* begin Exercise material *
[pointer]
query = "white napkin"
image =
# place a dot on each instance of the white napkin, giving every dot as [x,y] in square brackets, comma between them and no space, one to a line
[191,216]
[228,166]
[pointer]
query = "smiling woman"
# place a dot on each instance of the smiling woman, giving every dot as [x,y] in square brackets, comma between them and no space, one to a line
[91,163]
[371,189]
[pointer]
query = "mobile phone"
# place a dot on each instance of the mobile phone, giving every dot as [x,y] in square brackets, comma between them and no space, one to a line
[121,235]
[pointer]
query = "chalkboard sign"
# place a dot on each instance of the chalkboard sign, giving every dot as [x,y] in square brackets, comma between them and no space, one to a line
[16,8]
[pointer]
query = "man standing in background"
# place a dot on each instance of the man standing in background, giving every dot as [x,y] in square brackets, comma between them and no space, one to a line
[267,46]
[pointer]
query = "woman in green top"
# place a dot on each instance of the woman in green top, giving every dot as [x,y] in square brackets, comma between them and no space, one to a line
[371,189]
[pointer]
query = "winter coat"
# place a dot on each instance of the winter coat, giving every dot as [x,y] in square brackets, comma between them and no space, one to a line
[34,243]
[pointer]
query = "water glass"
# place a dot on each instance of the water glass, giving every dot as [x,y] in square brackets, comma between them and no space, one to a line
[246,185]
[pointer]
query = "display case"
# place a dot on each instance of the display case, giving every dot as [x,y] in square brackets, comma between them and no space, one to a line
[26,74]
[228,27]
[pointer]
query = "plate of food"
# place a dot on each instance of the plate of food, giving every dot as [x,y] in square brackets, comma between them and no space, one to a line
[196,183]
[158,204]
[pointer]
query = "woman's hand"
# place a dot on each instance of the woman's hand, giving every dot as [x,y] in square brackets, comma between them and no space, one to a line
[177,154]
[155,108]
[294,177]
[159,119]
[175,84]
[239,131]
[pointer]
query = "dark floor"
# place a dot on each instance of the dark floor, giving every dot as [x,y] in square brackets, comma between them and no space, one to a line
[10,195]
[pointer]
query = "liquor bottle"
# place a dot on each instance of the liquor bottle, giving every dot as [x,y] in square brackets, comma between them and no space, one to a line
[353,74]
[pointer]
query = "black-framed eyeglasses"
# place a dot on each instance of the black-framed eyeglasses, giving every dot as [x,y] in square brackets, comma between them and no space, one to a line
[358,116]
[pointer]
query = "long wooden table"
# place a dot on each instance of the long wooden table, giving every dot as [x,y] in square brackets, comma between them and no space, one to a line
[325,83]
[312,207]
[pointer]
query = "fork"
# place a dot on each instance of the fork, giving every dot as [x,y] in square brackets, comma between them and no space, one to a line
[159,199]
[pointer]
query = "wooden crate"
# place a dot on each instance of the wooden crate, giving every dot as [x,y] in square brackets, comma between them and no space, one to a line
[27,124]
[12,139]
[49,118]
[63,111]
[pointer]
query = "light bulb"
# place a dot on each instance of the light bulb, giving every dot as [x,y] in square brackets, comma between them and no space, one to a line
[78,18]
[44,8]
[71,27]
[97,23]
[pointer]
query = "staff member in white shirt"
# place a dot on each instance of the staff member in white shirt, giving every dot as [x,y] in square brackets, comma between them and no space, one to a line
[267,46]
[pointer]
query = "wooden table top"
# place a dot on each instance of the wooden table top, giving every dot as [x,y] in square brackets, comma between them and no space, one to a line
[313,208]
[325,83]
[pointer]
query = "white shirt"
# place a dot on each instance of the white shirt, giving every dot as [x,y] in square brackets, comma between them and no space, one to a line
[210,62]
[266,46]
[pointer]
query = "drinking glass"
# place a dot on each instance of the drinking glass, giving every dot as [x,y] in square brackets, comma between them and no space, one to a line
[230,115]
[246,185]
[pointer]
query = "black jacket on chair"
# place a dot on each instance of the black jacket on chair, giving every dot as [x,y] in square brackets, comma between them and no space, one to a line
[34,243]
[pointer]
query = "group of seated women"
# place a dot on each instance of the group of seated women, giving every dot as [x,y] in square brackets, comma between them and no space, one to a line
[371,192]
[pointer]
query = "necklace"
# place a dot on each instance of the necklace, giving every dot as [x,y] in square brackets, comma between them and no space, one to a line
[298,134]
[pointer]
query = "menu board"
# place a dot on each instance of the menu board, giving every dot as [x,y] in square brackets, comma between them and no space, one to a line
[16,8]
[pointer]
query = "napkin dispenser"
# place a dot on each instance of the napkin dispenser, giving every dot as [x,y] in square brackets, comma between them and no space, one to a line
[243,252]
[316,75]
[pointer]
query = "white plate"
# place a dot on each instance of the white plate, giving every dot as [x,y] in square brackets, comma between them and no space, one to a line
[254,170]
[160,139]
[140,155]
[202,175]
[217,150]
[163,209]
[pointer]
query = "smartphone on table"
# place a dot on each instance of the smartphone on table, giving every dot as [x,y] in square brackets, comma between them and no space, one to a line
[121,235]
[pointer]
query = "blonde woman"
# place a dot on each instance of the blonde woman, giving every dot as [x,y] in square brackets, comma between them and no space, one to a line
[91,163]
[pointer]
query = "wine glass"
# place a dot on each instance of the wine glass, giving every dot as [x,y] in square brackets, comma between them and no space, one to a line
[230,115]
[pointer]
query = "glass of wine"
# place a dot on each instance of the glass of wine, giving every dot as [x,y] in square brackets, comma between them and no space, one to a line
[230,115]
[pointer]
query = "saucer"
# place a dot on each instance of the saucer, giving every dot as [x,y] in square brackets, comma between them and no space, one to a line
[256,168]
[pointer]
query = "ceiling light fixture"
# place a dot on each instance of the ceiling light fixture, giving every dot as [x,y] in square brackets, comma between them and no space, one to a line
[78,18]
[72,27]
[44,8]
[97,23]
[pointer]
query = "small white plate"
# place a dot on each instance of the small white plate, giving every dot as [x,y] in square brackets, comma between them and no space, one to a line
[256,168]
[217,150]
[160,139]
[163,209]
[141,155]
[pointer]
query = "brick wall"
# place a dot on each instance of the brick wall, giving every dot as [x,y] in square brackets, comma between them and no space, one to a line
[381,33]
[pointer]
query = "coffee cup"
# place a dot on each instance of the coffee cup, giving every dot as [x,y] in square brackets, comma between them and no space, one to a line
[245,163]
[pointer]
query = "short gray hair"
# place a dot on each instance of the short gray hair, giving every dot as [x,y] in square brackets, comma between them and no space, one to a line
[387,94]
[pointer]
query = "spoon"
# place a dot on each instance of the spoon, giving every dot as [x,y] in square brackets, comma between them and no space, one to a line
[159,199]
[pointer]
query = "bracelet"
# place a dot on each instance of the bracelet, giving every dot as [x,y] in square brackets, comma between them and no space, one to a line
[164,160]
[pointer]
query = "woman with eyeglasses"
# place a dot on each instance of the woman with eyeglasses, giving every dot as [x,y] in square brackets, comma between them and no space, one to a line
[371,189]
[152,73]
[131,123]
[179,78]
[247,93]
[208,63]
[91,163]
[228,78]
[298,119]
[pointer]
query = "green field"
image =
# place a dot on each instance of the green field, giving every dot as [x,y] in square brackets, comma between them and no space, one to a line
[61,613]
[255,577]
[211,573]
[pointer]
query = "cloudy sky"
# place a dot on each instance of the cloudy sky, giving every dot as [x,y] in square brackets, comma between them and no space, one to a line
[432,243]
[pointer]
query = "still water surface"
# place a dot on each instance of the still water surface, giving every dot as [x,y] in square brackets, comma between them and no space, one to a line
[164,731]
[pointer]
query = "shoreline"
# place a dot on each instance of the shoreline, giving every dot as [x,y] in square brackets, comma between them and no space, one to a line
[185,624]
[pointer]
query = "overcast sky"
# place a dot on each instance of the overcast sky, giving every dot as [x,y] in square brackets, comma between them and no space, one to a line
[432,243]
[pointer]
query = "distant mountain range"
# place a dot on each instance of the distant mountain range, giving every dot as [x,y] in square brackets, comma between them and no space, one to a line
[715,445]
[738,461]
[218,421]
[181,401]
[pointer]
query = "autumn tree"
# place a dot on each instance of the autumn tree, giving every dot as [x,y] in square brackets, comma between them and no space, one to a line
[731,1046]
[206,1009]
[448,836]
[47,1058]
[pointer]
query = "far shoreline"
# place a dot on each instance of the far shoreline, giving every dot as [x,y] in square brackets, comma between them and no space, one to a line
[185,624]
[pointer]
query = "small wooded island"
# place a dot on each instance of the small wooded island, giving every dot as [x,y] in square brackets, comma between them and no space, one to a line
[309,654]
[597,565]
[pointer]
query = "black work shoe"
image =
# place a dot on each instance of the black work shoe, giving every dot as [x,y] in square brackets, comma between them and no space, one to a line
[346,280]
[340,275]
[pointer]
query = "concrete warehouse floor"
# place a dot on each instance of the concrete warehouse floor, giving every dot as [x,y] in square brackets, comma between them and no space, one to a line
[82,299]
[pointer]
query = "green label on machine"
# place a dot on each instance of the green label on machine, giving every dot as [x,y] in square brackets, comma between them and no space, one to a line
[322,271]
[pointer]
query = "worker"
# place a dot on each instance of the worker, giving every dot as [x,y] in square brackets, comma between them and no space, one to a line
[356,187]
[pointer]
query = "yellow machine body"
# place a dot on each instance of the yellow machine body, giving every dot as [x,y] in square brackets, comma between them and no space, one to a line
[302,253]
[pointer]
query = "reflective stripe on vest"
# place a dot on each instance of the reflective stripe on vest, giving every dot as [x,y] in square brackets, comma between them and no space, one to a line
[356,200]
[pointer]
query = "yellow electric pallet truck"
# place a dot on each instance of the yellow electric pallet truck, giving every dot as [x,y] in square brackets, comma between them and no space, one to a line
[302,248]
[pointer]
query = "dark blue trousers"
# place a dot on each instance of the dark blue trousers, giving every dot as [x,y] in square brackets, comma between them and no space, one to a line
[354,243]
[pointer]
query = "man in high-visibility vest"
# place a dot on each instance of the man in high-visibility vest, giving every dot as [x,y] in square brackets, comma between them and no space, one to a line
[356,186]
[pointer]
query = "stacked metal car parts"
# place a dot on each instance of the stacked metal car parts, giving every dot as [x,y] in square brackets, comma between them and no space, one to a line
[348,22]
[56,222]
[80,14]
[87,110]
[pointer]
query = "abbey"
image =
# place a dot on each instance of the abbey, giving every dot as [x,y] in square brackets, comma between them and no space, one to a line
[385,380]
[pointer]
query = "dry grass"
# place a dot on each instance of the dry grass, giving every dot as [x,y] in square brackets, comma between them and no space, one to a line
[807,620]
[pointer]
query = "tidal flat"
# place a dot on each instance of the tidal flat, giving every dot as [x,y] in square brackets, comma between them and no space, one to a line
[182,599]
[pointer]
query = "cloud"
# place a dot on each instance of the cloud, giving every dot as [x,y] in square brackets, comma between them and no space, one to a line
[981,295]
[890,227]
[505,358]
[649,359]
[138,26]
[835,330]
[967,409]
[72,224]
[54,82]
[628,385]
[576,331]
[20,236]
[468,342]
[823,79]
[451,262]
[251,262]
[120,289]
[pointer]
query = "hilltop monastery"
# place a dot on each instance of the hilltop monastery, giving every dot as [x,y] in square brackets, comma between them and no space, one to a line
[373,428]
* end Exercise material *
■ Task brief ■
How many lines of the records above contain the string "wooded"? Reply with the number alone.

■ Output of the task ■
2